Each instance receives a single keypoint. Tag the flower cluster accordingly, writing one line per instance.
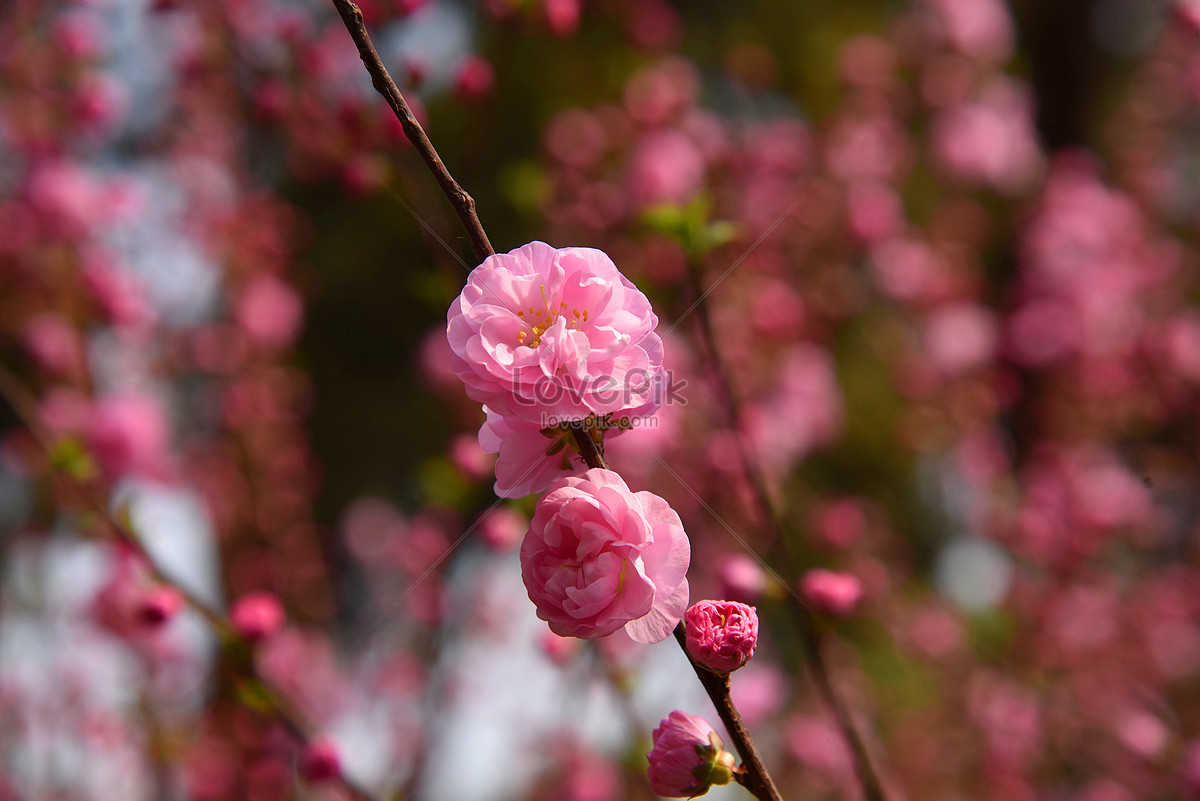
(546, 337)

● ● ●

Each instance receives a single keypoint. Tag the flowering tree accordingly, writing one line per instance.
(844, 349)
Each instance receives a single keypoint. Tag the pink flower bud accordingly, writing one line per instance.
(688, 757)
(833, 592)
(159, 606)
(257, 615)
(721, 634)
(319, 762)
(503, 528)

● ● ●

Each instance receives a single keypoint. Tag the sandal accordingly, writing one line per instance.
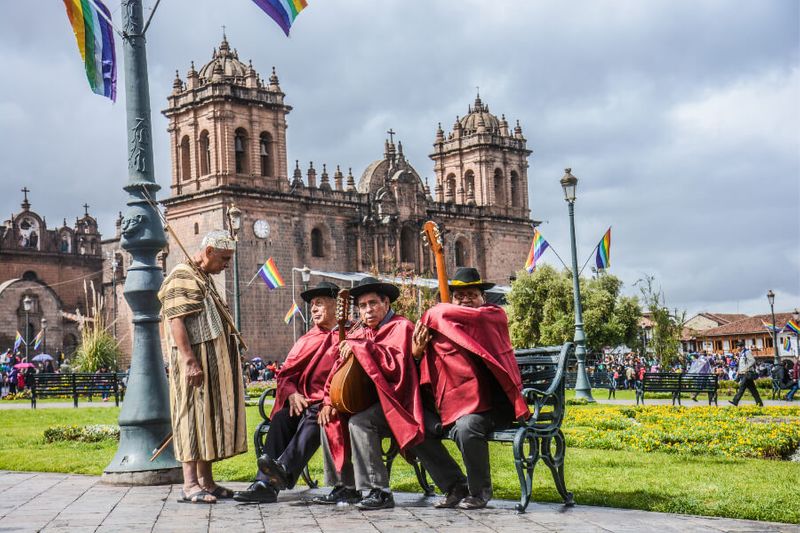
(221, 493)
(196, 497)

● ● ●

INSTRUCTION:
Count the lines in the items above that contain the word "accordingly". Reply with the number alone.

OUTPUT FOR THIS EXERCISE:
4